■ **Exercise task**
Please recast the lines of the material below as a numbered list, omitting any blank lines.

■ **Given data**
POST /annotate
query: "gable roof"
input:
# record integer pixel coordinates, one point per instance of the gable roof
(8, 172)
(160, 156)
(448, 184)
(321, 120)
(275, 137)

■ **Worked solution**
1. POST /annotate
2. query: "gable roof"
3. input:
4. # record integer pixel coordinates, one point per instance of the gable roof
5. (8, 172)
6. (160, 156)
7. (448, 184)
8. (321, 120)
9. (275, 137)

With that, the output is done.